_Task to carry out_
Below are the records; tally the lines that include "fence" and report only the total.

··· Data for analysis

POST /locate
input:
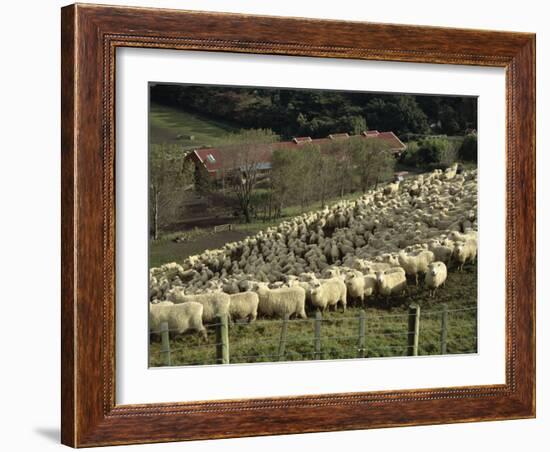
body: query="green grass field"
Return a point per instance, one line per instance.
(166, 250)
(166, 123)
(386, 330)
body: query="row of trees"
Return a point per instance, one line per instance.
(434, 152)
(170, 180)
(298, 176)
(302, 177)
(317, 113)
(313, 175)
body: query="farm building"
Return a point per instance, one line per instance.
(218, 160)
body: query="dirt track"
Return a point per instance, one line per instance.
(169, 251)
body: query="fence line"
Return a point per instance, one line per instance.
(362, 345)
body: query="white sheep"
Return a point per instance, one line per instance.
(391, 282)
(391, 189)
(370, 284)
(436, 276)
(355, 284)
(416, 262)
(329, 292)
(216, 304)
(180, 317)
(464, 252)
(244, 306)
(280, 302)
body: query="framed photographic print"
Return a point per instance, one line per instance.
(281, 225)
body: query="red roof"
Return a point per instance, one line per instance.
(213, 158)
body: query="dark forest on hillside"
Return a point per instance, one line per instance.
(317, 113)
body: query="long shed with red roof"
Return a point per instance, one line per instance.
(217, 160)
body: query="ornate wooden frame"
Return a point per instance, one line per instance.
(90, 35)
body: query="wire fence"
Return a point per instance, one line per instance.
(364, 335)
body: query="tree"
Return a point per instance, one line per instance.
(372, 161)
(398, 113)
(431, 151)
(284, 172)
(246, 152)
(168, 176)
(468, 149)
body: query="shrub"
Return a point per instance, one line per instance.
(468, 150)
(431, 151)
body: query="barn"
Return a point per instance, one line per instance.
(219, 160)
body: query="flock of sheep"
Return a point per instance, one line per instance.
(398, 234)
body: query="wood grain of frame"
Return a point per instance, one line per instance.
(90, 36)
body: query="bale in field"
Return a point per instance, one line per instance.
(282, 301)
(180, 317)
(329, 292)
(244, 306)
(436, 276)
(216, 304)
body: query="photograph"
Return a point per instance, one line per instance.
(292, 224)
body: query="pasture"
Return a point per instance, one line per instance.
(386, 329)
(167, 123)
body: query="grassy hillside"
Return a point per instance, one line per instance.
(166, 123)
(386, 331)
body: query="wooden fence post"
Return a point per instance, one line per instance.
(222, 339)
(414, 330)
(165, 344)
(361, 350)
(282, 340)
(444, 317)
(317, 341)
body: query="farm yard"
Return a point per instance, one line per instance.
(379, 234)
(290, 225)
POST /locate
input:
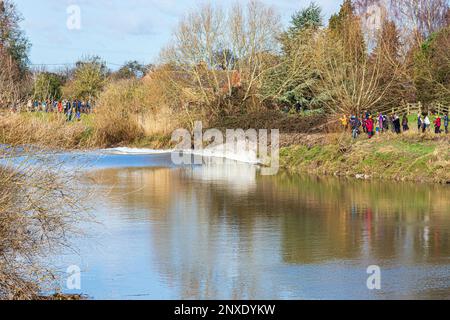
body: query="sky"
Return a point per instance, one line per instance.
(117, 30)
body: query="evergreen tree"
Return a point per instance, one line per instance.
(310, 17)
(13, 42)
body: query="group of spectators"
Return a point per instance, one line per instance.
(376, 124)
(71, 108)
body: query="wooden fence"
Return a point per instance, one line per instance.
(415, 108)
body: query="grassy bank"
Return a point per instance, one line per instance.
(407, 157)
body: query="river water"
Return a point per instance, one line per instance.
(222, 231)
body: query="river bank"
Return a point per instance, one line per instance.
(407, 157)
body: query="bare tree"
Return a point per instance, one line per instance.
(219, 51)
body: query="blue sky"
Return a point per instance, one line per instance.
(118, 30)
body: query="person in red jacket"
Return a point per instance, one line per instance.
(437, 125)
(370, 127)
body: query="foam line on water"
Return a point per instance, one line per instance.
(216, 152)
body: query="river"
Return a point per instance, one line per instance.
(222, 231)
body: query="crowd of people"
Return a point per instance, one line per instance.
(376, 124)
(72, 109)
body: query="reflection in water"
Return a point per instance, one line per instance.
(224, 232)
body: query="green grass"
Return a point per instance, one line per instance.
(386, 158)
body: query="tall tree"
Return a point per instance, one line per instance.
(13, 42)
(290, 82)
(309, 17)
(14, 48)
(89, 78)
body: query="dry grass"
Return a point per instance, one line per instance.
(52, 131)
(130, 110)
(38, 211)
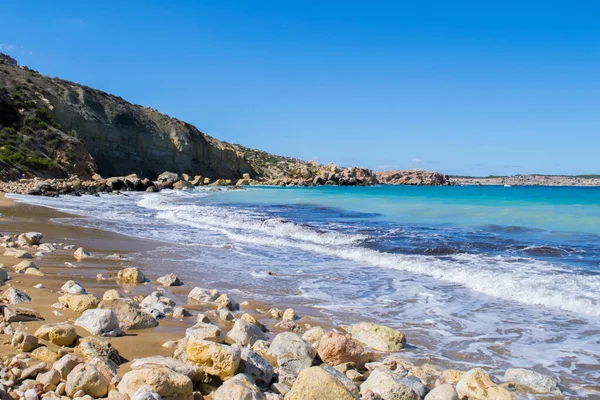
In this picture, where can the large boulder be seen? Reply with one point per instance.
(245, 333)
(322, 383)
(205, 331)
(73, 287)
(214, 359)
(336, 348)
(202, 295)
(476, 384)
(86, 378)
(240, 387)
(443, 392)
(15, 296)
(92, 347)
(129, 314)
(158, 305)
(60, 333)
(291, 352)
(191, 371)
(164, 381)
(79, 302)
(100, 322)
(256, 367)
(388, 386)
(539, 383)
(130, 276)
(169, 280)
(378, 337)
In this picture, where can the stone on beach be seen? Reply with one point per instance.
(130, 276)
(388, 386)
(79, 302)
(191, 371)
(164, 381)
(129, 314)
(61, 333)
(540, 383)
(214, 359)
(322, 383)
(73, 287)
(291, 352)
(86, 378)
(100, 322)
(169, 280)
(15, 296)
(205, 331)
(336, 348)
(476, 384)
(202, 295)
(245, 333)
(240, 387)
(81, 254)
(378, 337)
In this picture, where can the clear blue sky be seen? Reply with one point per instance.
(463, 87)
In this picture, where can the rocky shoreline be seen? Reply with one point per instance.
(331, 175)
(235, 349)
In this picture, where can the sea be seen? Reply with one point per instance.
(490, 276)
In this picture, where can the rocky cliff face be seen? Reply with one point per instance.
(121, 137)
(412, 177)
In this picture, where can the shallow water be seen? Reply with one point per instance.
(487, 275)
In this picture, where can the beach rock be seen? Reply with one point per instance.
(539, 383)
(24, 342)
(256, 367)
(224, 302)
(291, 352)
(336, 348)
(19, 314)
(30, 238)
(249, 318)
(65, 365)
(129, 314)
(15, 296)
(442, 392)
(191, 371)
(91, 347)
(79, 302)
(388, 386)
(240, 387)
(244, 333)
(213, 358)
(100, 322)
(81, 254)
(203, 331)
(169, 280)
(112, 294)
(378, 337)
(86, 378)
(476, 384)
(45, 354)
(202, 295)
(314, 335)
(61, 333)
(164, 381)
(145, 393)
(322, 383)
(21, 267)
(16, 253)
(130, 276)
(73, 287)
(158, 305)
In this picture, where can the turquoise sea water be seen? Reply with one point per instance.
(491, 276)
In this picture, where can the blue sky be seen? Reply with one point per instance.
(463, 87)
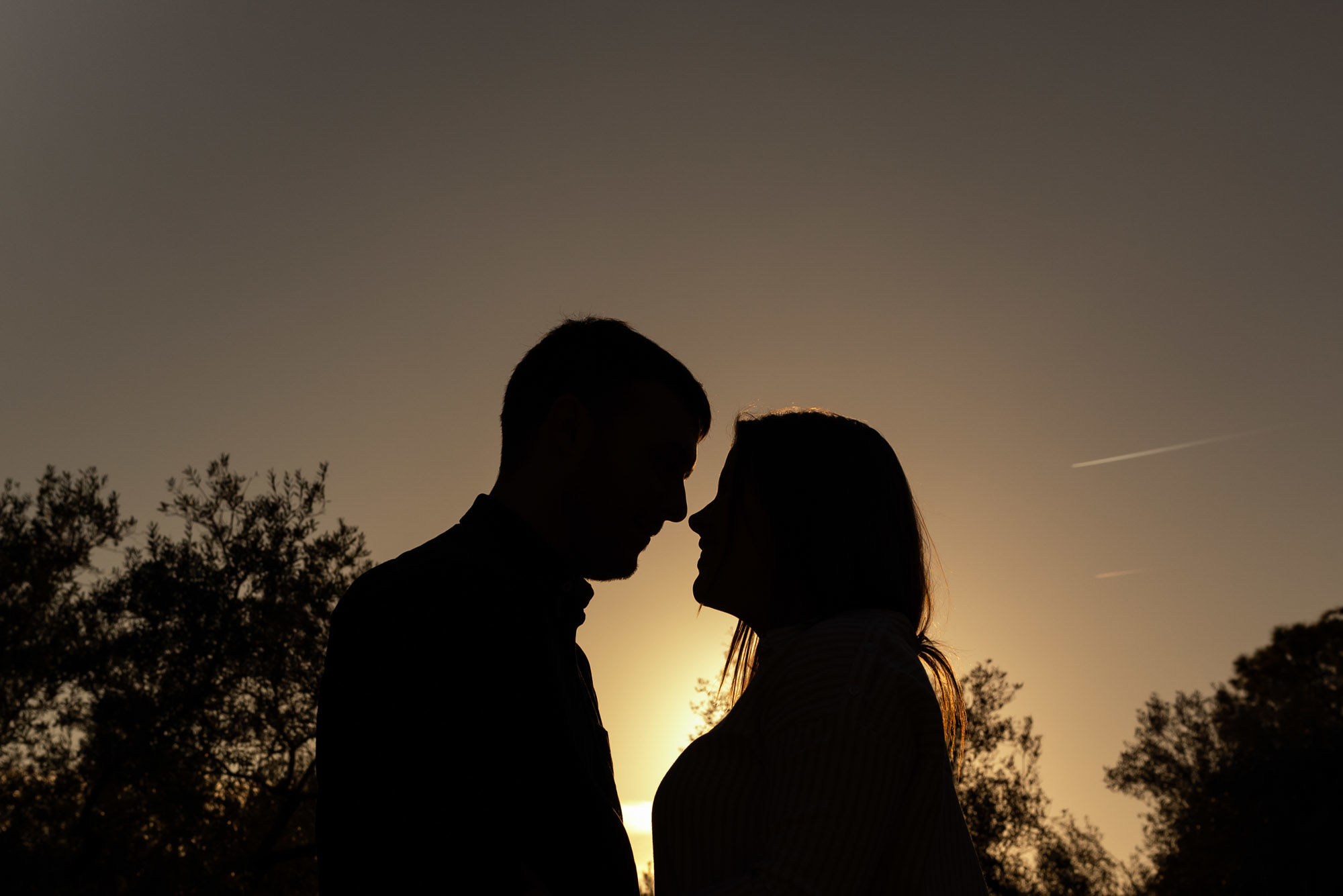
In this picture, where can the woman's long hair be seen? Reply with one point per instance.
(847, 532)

······
··· Data for analysis

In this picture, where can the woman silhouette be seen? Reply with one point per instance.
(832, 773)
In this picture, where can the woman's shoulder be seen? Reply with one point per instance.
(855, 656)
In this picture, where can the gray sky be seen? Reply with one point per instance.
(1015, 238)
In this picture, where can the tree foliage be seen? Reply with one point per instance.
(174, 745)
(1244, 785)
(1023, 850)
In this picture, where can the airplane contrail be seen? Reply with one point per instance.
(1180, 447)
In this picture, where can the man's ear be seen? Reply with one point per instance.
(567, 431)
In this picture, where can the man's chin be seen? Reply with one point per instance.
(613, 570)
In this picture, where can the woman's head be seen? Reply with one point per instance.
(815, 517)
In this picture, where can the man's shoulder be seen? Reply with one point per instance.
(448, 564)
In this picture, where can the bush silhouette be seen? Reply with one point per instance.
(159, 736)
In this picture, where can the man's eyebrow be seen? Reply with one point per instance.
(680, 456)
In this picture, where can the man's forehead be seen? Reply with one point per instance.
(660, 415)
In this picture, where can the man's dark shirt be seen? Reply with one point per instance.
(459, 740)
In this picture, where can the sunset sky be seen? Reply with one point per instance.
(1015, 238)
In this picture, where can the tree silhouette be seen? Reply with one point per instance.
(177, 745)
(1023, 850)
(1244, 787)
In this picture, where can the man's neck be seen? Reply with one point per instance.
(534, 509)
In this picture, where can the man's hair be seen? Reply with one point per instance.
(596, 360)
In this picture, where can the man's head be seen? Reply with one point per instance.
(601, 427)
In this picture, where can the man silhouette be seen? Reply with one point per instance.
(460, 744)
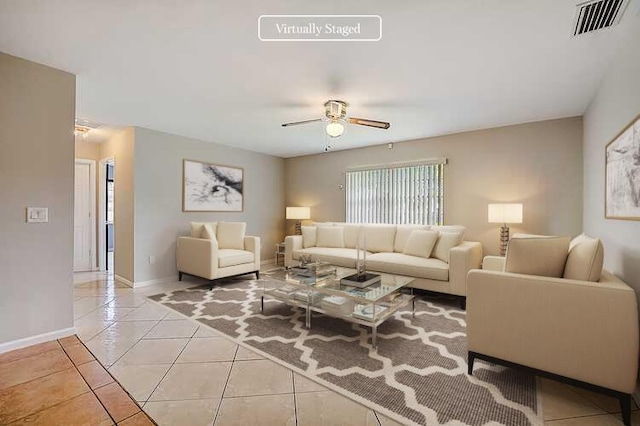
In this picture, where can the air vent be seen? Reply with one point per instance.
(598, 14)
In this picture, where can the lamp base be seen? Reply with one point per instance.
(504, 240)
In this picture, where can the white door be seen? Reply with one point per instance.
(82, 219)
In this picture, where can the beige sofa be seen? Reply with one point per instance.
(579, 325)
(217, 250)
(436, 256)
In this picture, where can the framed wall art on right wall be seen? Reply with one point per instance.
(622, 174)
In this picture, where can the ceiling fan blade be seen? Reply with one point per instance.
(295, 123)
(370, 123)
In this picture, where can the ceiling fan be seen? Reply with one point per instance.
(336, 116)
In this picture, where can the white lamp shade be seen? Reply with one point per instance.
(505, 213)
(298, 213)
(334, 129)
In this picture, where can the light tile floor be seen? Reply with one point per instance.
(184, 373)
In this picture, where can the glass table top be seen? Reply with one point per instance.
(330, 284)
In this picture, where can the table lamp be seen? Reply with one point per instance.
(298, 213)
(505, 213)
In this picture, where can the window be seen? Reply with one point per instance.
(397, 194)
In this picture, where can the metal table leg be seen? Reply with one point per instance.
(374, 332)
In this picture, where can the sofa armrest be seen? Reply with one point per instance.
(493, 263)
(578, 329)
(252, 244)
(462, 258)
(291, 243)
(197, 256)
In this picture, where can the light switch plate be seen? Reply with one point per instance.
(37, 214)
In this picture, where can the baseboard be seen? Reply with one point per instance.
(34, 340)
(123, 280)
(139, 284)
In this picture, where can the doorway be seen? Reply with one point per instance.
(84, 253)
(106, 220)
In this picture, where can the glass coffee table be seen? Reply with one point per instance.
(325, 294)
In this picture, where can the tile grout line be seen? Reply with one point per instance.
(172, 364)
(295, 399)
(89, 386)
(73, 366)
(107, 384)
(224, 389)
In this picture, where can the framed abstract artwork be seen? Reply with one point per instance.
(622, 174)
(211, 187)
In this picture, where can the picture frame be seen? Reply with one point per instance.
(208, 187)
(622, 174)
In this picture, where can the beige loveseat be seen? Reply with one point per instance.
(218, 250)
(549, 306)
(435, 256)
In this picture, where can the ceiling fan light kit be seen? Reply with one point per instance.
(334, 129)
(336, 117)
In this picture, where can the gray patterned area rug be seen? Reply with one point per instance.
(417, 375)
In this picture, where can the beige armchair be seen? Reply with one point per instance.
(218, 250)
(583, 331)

······

_Output_
4